Repeat exactly, and only, the lines from the one holding "Locate the black" through the last line of the records below.

▽

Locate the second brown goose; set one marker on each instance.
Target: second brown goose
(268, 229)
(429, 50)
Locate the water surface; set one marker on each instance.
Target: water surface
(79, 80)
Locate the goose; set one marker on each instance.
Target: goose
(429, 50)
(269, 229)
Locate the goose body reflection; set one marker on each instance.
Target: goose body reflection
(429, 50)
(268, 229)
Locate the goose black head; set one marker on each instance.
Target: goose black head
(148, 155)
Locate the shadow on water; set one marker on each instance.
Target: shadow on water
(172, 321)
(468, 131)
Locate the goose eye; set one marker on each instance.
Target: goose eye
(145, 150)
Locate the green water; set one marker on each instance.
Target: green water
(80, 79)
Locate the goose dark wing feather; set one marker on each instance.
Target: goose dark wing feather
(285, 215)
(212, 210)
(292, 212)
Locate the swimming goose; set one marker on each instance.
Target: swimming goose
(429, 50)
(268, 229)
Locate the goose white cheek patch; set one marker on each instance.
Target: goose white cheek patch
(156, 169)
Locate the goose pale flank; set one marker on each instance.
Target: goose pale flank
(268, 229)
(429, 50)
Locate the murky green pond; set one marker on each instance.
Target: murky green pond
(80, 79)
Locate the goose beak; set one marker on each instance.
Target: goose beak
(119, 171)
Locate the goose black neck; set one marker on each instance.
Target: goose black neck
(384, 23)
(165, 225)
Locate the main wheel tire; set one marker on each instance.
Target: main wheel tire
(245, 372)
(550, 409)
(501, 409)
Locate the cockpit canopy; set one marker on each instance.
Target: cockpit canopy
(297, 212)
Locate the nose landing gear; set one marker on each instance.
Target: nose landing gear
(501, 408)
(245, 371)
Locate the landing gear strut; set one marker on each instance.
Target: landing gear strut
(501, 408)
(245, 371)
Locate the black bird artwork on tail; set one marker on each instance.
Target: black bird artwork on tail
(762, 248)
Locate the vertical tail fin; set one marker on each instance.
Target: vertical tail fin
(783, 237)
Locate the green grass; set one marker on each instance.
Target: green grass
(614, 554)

△

- _Answer for this exercise_:
Locate the black bird artwork on tail; set one marker on each instance.
Target: black bird artwork on tail
(762, 248)
Locate the vertical tail fin; set one marker on each instance.
Target: vertical tail fin
(783, 237)
Locate the green grass; set one marker on each instance.
Target: green grass
(614, 554)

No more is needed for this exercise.